● TEXT PASSAGE
Chat System
Staque IO features a sophisticated conversation management system with thread-based chat, usage tracking, and cost monitoring.
Architecture
Conversation (Top-level container)
└─ Conversation Threads (Individual chat threads)
└─ Messages (User & assistant messages with metadata)
├─ Message content
├─ Timestamp
├─ Token usage (input, output, total)
├─ Cost data
└─ Model response timeData Models
Conversation
A conversation is the top-level container that groups related chat threads together.
{
id: "uuid",
user_id: "uuid",
title: "Customer Support Bot",
use_case: "customer-support",
status: "deployed",
created_at: "2024-01-01T00:00:00Z",
updated_at: "2024-01-10T12:00:00Z"
}Conversation Thread
A thread contains the actual conversation history and usage statistics.
{
id: "uuid",
conversation_id: "uuid",
user_id: "uuid",
model_id: "amazon.nova-pro-v1:0",
thread_data: {
messages: [
{
role: "user",
content: "Hello!",
timestamp: "2024-01-10T12:00:00Z",
metadata: { username: "john" }
},
{
role: "assistant",
content: "Hello! How can I help you?",
timestamp: "2024-01-10T12:00:01Z",
metadata: {
model_id: "amazon.nova-pro-v1:0",
model_response_time: 0.823,
tokens_used: 42
},
tokens_in: 15,
tokens_out: 27,
tokens_total: 42,
latency_ms: 823,
model_id: "amazon.nova-pro-v1:0"

● WORK TO COMPLETE
#1 Decide whether each statement agrees with the chat system page: (a) a thread holds the conversation history and usage statistics; (b) the example conversation has the status "draft"; (c) the assistant message has a latency of 823 milliseconds. Answer yes or no for each, and quote the words of the page that decide it.
#2 In the chat system page, what value does tokens_out have for the assistant message?
#3 Pick up the chat system page after its last line and continue writing it.
Nothing in the listing is needed for any of the tasks.

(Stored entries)
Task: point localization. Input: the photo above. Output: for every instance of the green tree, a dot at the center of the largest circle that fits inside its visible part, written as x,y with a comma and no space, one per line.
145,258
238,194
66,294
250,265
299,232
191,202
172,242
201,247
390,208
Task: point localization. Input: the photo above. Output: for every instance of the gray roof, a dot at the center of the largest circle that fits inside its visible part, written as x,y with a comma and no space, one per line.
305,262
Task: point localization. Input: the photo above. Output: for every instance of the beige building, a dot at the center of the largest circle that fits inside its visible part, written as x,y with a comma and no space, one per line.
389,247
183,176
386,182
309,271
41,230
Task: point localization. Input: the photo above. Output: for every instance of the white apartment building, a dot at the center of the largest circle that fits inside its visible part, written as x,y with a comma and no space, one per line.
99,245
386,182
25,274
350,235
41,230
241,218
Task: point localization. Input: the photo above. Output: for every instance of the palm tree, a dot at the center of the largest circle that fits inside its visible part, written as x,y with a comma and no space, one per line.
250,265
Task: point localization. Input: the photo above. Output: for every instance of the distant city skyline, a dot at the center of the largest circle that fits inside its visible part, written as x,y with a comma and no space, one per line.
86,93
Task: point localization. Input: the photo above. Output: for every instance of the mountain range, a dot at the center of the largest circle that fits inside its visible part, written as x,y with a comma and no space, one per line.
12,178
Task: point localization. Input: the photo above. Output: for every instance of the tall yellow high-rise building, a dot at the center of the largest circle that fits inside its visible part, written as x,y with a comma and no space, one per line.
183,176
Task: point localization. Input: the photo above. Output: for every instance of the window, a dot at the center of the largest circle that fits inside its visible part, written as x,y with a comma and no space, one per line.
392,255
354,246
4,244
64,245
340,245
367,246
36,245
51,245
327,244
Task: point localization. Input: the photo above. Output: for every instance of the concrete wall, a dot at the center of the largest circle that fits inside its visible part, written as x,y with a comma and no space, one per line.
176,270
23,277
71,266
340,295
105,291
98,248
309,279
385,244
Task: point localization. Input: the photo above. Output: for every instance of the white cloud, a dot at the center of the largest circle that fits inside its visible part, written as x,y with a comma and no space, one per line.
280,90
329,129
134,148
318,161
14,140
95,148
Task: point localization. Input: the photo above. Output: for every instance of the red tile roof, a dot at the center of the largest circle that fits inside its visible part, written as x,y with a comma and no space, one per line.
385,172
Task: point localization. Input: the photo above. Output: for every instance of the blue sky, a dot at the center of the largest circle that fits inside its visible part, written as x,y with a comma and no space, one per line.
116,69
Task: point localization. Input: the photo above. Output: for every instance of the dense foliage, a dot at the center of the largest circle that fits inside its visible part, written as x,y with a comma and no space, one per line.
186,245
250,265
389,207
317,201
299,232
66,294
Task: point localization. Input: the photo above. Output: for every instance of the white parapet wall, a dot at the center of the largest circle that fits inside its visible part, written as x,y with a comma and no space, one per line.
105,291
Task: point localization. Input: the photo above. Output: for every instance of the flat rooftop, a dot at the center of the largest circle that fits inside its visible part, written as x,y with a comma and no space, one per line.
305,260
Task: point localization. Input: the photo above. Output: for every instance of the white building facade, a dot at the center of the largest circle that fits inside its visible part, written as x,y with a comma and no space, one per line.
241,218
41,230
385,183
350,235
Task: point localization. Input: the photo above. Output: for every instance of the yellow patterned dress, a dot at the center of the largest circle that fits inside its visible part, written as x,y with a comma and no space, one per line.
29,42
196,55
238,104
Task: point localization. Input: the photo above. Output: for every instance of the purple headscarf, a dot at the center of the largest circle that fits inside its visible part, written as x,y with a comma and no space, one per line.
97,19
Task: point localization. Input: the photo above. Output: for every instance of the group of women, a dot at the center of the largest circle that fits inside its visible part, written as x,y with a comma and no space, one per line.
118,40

● ANSWERS PROVIDED
#1
(a) Yes: "A thread contains the actual conversation history and usage statistics."
(b) No: status: "deployed",
(c) Yes: latency_ms: 823,

#2 27

#3
}
],
resource_id: "uuid",
model_id: "amazon.nova-pro-v1:0"
},
tokens_input_total: 150,
tokens_output_total: 380,
tokens_total: 530,
requests_count: 10,
cost_total_usd: 0.0042,
last_usage_at: "2024-01-10T12:00:00Z",
created_at: "2024-01-10T10:00:00Z",
updated_at: "2024-01-10T12:00:00Z"
}Chat Flow
Creating a New Thread
POST /api/chat/thread
{
"message": "Hello! How can you help me?",
"conversationId": "conversation-uuid",
"resourceId": "resource-uuid"
// threadId omitted = new thread
}
Response:
{
"success": true,
"threadId": "thread-uuid",
"messages": [
{ role: "user", content: "Hello! How can you help me?", ... },
{ role: "assistant", content: "Hello! I can assist with...", ... }
]
}Continuing a Thread
POST /api/chat/thread
{
"message": "Tell me more about pricing",
"conversationId": "conversation-uuid",
"resourceId": "resource-uuid",
"threadId": "thread-uuid" // Include existing threadId
}
Response:
{
"success": true,
"threadId": "thread-uuid",
"messages": [
// ... previous messages ...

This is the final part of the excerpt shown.